>> start RECORDS SUPPLIED
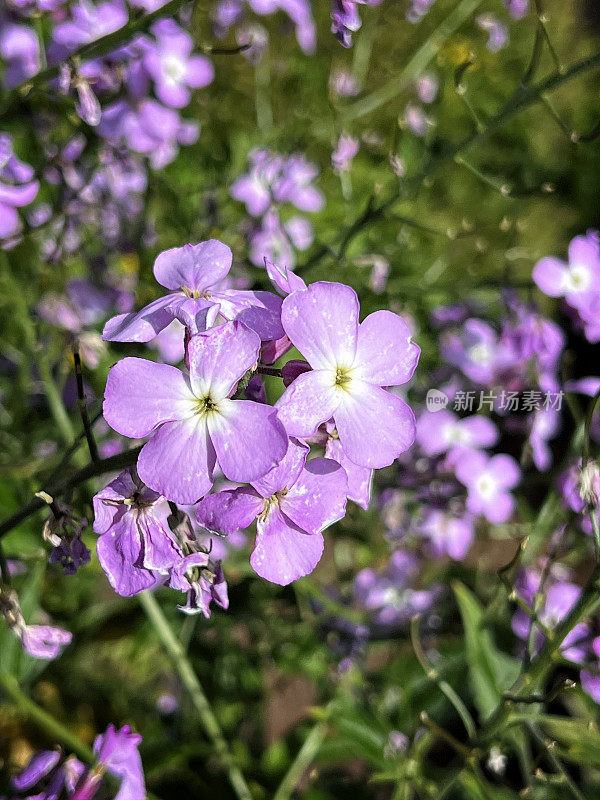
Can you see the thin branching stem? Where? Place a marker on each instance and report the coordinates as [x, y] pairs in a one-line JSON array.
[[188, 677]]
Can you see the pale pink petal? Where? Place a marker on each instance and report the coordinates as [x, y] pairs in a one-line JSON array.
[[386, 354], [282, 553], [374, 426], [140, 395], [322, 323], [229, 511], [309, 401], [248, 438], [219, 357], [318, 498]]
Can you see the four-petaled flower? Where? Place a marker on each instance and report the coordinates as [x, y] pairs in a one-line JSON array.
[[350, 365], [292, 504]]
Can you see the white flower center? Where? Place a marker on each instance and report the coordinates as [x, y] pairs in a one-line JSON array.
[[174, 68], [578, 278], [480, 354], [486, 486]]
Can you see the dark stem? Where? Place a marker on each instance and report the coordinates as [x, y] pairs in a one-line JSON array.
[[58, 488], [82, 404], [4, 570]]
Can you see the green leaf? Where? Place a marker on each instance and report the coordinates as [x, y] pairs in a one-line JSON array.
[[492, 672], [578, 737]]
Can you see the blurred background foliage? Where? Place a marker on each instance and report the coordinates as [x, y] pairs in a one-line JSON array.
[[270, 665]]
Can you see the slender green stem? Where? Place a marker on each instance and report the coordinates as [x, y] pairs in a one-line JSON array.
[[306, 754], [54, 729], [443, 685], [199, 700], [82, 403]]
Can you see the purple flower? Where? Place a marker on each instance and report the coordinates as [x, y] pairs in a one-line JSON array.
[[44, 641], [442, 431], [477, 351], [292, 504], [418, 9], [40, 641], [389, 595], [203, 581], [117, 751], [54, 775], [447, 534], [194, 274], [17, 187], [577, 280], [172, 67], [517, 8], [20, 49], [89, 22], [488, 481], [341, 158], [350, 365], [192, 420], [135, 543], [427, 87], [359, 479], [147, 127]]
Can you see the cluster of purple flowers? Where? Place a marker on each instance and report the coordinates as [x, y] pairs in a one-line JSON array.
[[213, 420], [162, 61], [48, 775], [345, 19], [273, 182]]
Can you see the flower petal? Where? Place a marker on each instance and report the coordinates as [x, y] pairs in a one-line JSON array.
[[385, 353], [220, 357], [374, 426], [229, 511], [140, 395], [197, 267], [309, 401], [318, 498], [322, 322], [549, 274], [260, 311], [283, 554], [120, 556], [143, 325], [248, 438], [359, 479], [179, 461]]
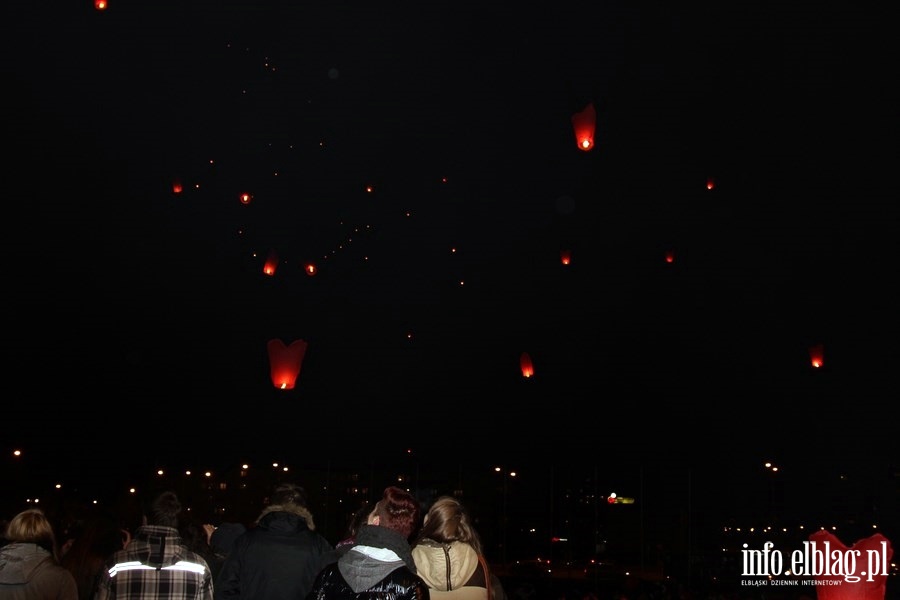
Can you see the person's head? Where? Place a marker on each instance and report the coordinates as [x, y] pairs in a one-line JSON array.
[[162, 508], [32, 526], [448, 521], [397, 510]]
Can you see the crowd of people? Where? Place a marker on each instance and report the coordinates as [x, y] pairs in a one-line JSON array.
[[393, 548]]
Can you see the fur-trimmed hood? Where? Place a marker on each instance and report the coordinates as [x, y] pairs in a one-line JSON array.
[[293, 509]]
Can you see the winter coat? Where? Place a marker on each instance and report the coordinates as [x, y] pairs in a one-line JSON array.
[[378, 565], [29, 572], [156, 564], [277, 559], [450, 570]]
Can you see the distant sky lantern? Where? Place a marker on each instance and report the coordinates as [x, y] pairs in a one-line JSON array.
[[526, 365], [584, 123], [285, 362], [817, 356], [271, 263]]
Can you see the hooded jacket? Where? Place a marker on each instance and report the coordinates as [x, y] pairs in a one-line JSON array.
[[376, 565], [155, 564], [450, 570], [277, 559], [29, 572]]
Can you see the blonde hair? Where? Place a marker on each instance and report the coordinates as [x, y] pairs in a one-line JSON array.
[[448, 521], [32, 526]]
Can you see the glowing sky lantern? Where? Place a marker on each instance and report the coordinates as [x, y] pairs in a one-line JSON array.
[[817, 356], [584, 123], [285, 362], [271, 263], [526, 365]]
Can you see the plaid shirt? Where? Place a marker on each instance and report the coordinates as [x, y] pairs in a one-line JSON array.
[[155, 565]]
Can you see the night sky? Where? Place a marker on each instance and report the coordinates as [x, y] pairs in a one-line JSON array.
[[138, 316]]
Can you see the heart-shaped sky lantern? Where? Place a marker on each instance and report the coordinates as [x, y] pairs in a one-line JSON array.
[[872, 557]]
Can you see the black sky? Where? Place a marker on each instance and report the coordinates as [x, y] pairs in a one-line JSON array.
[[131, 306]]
>> end RECORDS SUPPLIED
AIM OF THE EXERCISE: Can you convert all the records above into a JSON list of strings, with one string per line and no blank lines? Leave the pictures out.

RESULT:
[
  "Can you see the thin branching stem? Where? Place a marker on each instance and report the coordinates as [x, y] pairs in a one-line JSON array.",
  "[[188, 677]]",
  "Can you see the pale pink petal? Where? Place a marker on each instance and report the coordinates as [x, y] pairs in a one-line JSON array.",
  "[[386, 354], [282, 553], [374, 426], [140, 395], [322, 323], [229, 511], [309, 401], [248, 438], [219, 357], [318, 498]]",
  "Can you see the four-petaled flower? Where? Place a marker on each instance and report the coordinates as [x, y] pairs in a one-line JSON array.",
  "[[350, 365], [292, 504]]",
  "Can you see the white flower center? Where? Place a marker on each instance and report the coordinates as [x, y] pairs in a one-line JSON array.",
  "[[174, 68], [578, 278], [480, 354], [486, 486]]",
  "Can you see the dark stem? Where? Place a marker on each instance and report the coordinates as [x, y] pairs in a one-line JSON array.",
  "[[58, 488], [82, 404], [4, 570]]",
  "Can you see the green leaf? Where? Place a marker on each instance and report the coordinates as [x, y] pairs in a one-line JSON array.",
  "[[492, 672], [578, 737]]",
  "Can you see the blurred background foliage? Where? Place a marker on each instance and report the coordinates as [x, y] pairs in a one-line JSON array.",
  "[[270, 665]]",
  "Can you see the slender green stem? Where? Place a marker on each instance and report the coordinates as [x, y] pairs in a one-line JSON array.",
  "[[306, 754], [54, 729], [443, 685], [199, 700], [82, 403]]",
  "Can you see the purple flower? Where? Place a marker on each instance and report the coordinates as [x, y] pairs in a one-line JSON array.",
  "[[44, 641], [442, 431], [477, 351], [292, 504], [418, 9], [40, 641], [389, 595], [203, 581], [117, 751], [54, 775], [447, 534], [194, 274], [17, 187], [577, 280], [172, 67], [517, 8], [20, 49], [89, 22], [488, 481], [341, 158], [350, 365], [192, 420], [135, 543], [427, 87], [359, 479], [147, 127]]",
  "Can you see the cluster of purple flowers? Where? Place a marker on each instance and report the coordinates as [x, y] pairs in a one-line JSON array.",
  "[[213, 420], [162, 61], [48, 775], [345, 19], [273, 182]]",
  "Can you see the flower petal? Where? Place a marker on each instance and report the coordinates as [x, y] pairs in a one-line JSON array.",
  "[[385, 353], [220, 357], [374, 426], [229, 511], [140, 395], [197, 267], [309, 401], [318, 498], [322, 322], [549, 274], [260, 311], [283, 554], [120, 556], [143, 325], [248, 438], [359, 479], [179, 461]]",
  "Can you see the person's head? Where? Place a marker on each instance and report the coordinates as [x, y] pairs in a one-line JSON array.",
  "[[162, 508], [32, 526], [448, 521], [397, 510]]",
  "Can you see the crowd of people? Where? Place a marker on each instance and report the coordinates as [x, y] pairs in a one-line JSON array.",
  "[[393, 548]]",
  "Can you see the fur-trimmed hood? Where? Place a marker on each instance and report the coordinates as [x, y] pairs in a one-line JSON array.",
  "[[293, 509]]",
  "Can you see the winter coat? Where? Place a marker on each instance and report the coordinates as [x, y] pairs in a one-line JSON array.",
  "[[378, 565], [29, 572], [156, 564], [277, 559], [450, 570]]",
  "Can you see the distant sky lantern? Where? Place a marker on each instance and report the coordinates as [x, y] pairs in a one-line JSON array.",
  "[[526, 365], [584, 123], [285, 362], [817, 356], [271, 263]]",
  "Can you see the hooded jacket? Where? Place a marker on each instance and report the coordinates as [x, y] pairs in a one-line JSON array.",
  "[[376, 565], [155, 564], [450, 570], [277, 559], [29, 572]]",
  "Can you see the blonde hair? Where? Place a marker on each instance and report the coordinates as [x, y] pairs in a one-line JSON array.",
  "[[448, 521], [32, 526]]",
  "Can you see the glowing sky lantern? Where? Place a marker on each instance and report the coordinates as [x, y] pairs in a one-line JSON array.",
  "[[817, 356], [584, 123], [285, 362], [271, 263], [526, 365]]",
  "Can you see the plaid shirt? Where? Place a marker on each instance and report the coordinates as [x, y] pairs in a one-line JSON array.",
  "[[155, 565]]",
  "Can you see the night sky? Where? Place a marker on each instance and report the coordinates as [x, y] pairs in a one-line JSON array.",
  "[[138, 316]]",
  "Can you see the heart-shaped sky lantern? Where? Place a marker on each instance and report the coordinates as [x, y] pairs in a one-line JSON array.",
  "[[872, 557]]",
  "Can you see the black sky? Where? Place a marker on each instance and report the coordinates as [x, y] pairs in a one-line JSON array.",
  "[[131, 306]]"
]